--- TEXT ---
Indiana
THE GHOSTS OF INDIANA FOOTBALL PAST
Fans of Indiana University football are haunted during each and every Saturday in the fall.
Not in the traditional sense, of course. They watch the Hoosiers duke it out throughout the Midwest and, lately, the team comes up short. But before or after that they have the wide world of college football at their viewing discretion. Within this sport lie several familiar faces, most of whom are experiencing great success.
They are the Ghosts of Indiana Football Past.
PENIX AND DEBOER
Penix is likely the greatest Indiana quarterback in years if not decades, with the only other contender being Nate Sudfeld. He who vanquished Penn State with a now-iconic stretch for the pylon, felled mighty Michigan and gave eventual national runner-up Ohio State a run for their money in the Buckeyes’ own stadium.
Those iconic moments, memories of a dream 2020, wouldn’t have come about were it not for him.
But everything wasn’t always so bright.
Penix never finished a season fully healthy during his time in Bloomington. He never started a game against Purdue, having not been named the starter at that point or having suffered an injury along the way.
In no season was this more true than 2021, when the Hoosiers rode a wave of hype that crashed down to a disastrous 2-10 record.
Indiana went through countless quarterbacks. None could get the offense going be it Penix, Jack Tuttle, Donaven McCulley or Grant Gremel taking snaps. Fingers were pointed, blame placed.
Was it the play calling? The porous offensive line? Something else?
Whatever it was led to the firing of offensive coordinator Nick Sheridan, who recruited Penix, following the season. He was the only staff member let go.
Into the portal Penix went, finding refuge in Washington with another familiar face: Kalen DeBoer. Legendary former head coach at Sioux Falls hired by Tom Allen as offensive coordinator in 2019.
That year too was among the best in recent memory, with Indiana reaching a bowl game and hoisting the Old Oaken Bucket. But DeBoer was not long for Southern Indiana, taking his offensive innovation to the head coaching job at Fresno State before ending up in the Pacific Northwest.
Now Washington (with Sheridan on board as tight ends coach, a position he held in 2019 for Indiana by the way!) is a bonafide College Football Playoff contender and Penix looks like a favorite for the Heisman Trophy with 12 passing touchdowns in just three games thus far.
It’s a weekly, brutal reminder of what the program has lost. We’ll have much, much more to say about this later, but the departure and subsequent emergence of Penix can’t be called anything but a colossal failure by Indiana.
To be extra clear here, this blog always has and always will root for Penix’s success. Go Husky,
KANE WOMMACK
The success of 2020 also doesn’t happen without wizardry in the defensive play calling. Enter Kane Wommack.
Wommack wasn’t always the vaunted up-and-comer he is now. He went through a few growing pains in Bloomington but boy was his final year something. The defense was a wrecking crew, creating turnovers and havoc on what felt like every snap.

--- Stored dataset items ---

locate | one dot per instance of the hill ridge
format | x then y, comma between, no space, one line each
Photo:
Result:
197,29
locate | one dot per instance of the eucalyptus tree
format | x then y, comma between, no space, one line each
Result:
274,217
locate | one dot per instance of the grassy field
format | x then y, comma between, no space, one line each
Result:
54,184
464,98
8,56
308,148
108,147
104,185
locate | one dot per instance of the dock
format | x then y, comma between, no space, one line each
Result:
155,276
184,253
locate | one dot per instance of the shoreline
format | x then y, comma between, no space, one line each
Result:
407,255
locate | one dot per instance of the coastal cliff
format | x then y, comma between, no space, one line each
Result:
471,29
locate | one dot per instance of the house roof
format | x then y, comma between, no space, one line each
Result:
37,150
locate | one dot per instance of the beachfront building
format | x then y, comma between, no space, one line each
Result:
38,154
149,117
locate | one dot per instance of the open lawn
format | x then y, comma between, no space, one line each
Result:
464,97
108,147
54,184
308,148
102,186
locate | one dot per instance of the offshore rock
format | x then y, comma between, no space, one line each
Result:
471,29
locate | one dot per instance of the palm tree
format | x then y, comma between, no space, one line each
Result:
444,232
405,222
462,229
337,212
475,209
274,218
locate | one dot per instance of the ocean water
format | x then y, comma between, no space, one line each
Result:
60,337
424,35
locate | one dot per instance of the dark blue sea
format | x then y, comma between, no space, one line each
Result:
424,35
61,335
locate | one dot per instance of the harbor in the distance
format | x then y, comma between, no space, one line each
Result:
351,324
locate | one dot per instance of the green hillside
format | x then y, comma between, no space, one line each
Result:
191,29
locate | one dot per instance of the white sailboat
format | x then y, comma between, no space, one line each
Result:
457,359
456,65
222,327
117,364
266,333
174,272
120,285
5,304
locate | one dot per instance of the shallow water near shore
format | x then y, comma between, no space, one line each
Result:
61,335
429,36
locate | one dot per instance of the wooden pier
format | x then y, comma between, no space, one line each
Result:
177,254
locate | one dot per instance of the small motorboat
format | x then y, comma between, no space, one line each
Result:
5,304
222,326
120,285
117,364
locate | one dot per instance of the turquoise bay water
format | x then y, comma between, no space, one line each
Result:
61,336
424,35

* * *

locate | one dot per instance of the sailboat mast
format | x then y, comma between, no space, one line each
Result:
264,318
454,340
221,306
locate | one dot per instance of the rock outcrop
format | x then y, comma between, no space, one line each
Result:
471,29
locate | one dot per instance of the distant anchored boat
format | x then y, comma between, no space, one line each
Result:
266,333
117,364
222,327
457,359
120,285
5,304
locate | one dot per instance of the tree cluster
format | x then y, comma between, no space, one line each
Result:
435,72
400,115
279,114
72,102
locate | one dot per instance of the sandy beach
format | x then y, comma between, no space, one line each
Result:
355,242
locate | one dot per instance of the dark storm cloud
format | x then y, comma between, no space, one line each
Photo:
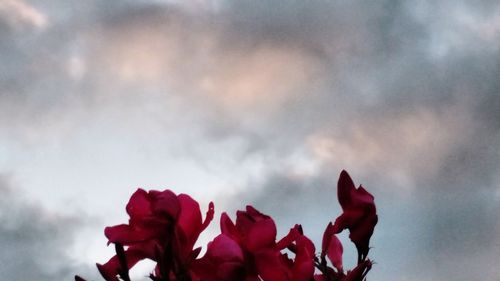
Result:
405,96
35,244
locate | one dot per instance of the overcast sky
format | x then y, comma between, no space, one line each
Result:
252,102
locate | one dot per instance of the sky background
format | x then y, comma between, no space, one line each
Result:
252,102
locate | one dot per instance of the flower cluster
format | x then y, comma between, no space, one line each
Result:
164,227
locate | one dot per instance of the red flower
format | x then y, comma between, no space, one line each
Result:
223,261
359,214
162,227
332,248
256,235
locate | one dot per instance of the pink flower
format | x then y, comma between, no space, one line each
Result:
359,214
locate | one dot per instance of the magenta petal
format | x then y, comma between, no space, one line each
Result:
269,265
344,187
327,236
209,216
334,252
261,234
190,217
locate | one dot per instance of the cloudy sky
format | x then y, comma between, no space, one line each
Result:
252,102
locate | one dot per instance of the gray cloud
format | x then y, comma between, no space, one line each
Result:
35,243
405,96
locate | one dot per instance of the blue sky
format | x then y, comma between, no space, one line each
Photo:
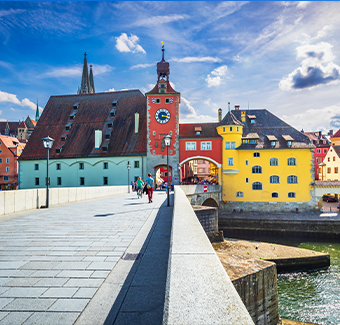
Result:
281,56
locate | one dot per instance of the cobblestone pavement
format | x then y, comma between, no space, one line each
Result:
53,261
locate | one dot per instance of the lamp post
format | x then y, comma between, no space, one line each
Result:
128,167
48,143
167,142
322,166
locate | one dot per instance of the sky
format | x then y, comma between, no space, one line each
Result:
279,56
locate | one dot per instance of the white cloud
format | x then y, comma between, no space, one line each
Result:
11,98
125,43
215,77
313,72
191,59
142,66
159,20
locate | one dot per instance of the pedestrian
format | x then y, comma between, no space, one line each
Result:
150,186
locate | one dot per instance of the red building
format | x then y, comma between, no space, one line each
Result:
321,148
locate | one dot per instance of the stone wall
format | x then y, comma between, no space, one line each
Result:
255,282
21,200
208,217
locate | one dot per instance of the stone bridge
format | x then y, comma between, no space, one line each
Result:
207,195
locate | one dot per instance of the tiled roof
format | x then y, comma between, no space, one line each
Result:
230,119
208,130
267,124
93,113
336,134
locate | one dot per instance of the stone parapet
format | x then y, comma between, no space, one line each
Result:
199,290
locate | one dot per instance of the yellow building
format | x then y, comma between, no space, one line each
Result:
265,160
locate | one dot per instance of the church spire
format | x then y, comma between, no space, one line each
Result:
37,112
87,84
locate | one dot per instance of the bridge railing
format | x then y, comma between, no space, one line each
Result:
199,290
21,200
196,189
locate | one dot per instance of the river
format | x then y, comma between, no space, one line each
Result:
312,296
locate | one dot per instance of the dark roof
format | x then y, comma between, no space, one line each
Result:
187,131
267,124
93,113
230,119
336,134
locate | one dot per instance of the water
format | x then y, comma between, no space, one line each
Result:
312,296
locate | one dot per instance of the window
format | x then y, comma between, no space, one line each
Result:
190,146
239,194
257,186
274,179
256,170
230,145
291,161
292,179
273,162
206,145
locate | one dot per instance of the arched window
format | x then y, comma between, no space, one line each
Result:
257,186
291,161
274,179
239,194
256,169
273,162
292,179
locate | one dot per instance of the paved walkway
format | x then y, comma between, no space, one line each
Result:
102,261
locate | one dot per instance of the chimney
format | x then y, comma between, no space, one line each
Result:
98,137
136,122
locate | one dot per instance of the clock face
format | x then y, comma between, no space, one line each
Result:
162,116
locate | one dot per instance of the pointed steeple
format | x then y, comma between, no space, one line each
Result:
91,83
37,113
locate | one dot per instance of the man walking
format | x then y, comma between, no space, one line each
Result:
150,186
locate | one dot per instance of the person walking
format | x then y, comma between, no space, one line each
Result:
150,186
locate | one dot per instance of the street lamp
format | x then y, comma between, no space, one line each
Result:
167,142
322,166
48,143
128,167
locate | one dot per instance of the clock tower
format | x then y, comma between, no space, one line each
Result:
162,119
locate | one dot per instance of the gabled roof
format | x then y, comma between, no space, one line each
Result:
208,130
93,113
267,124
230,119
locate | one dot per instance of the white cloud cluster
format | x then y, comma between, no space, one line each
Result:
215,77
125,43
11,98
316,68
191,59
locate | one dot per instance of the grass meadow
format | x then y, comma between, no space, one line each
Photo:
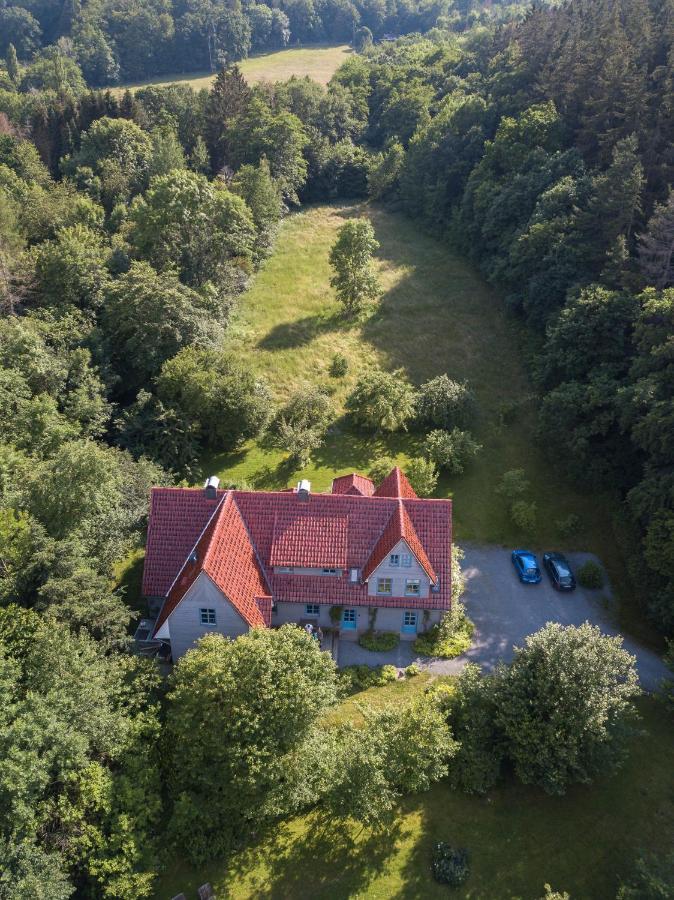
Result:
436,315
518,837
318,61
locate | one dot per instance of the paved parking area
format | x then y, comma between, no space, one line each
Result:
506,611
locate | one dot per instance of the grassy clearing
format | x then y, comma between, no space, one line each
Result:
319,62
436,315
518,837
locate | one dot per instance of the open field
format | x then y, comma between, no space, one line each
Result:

...

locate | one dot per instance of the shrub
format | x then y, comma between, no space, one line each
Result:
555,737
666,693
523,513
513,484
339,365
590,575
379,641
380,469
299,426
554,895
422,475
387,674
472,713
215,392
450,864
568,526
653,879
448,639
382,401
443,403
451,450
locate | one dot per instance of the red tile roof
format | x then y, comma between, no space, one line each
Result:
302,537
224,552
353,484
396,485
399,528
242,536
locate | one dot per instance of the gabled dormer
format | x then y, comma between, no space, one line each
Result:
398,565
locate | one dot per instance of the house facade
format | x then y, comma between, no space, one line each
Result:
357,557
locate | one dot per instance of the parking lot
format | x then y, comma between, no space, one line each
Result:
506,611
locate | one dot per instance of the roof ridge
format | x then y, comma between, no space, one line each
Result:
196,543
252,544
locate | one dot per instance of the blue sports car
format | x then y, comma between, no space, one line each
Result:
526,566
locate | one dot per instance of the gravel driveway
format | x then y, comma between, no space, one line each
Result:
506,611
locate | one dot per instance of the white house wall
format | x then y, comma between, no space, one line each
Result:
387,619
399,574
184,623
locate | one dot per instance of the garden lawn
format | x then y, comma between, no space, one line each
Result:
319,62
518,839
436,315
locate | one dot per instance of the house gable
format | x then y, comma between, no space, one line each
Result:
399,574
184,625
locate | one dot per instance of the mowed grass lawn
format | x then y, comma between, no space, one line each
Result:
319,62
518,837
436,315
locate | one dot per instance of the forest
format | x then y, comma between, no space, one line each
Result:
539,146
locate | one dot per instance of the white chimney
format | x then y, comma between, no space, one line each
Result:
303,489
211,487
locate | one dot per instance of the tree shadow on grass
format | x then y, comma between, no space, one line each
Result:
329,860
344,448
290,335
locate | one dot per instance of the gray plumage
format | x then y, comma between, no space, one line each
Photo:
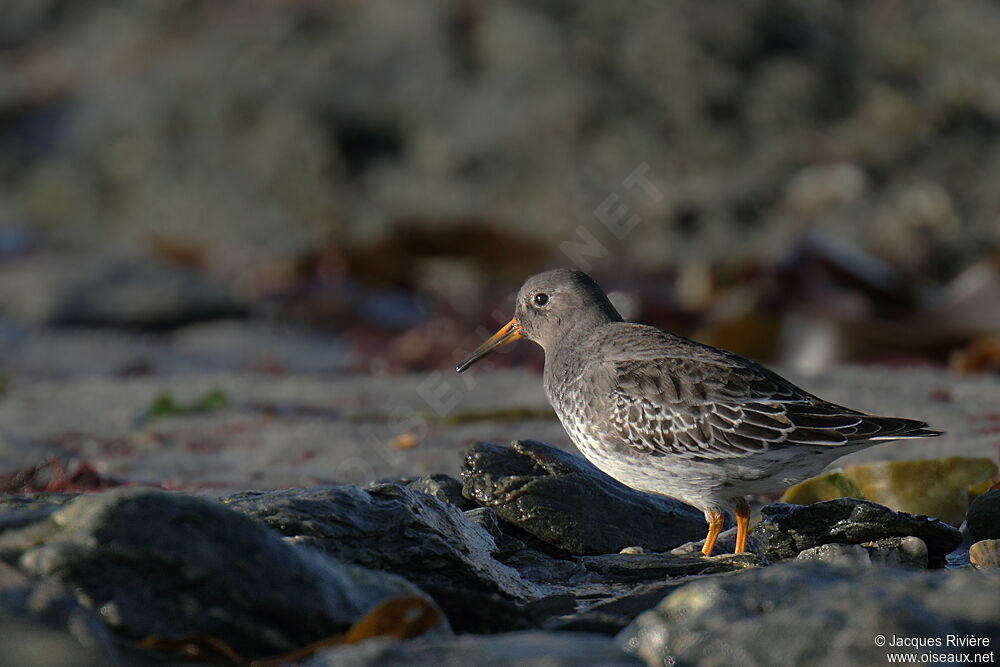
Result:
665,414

--- TASK A ---
Reproduce the Indiana football article word for word, from "That year too" up to and including "games thus far.".
--- TASK B ---
Decide whether each statement agrees with the Indiana football article, answering yes or no and quoting the words of the article that settle it: (i) Penix started a game against Purdue while at Indiana. (ii) Nick Sheridan was the only staff member let go after the 2021 season. (iii) Tom Allen hired Kalen DeBoer as offensive coordinator in 2019.
The listing was drawn from a source separate from the Indiana football article.

--- EXERCISE RESPONSE A ---
That year too was among the best in recent memory, with Indiana reaching a bowl game and hoisting the Old Oaken Bucket. But DeBoer was not long for Southern Indiana, taking his offensive innovation to the head coaching job at Fresno State before ending up in the Pacific Northwest.
Now Washington (with Sheridan on board as tight ends coach, a position he held in 2019 for Indiana by the way!) is a bonafide College Football Playoff contender and Penix looks like a favorite for the Heisman Trophy with 12 passing touchdowns in just three games thus far.

--- EXERCISE RESPONSE B ---
(i) No: "He never started a game against Purdue"
(ii) Yes: "He was the only staff member let go."
(iii) Yes: "hired by Tom Allen as offensive coordinator in 2019."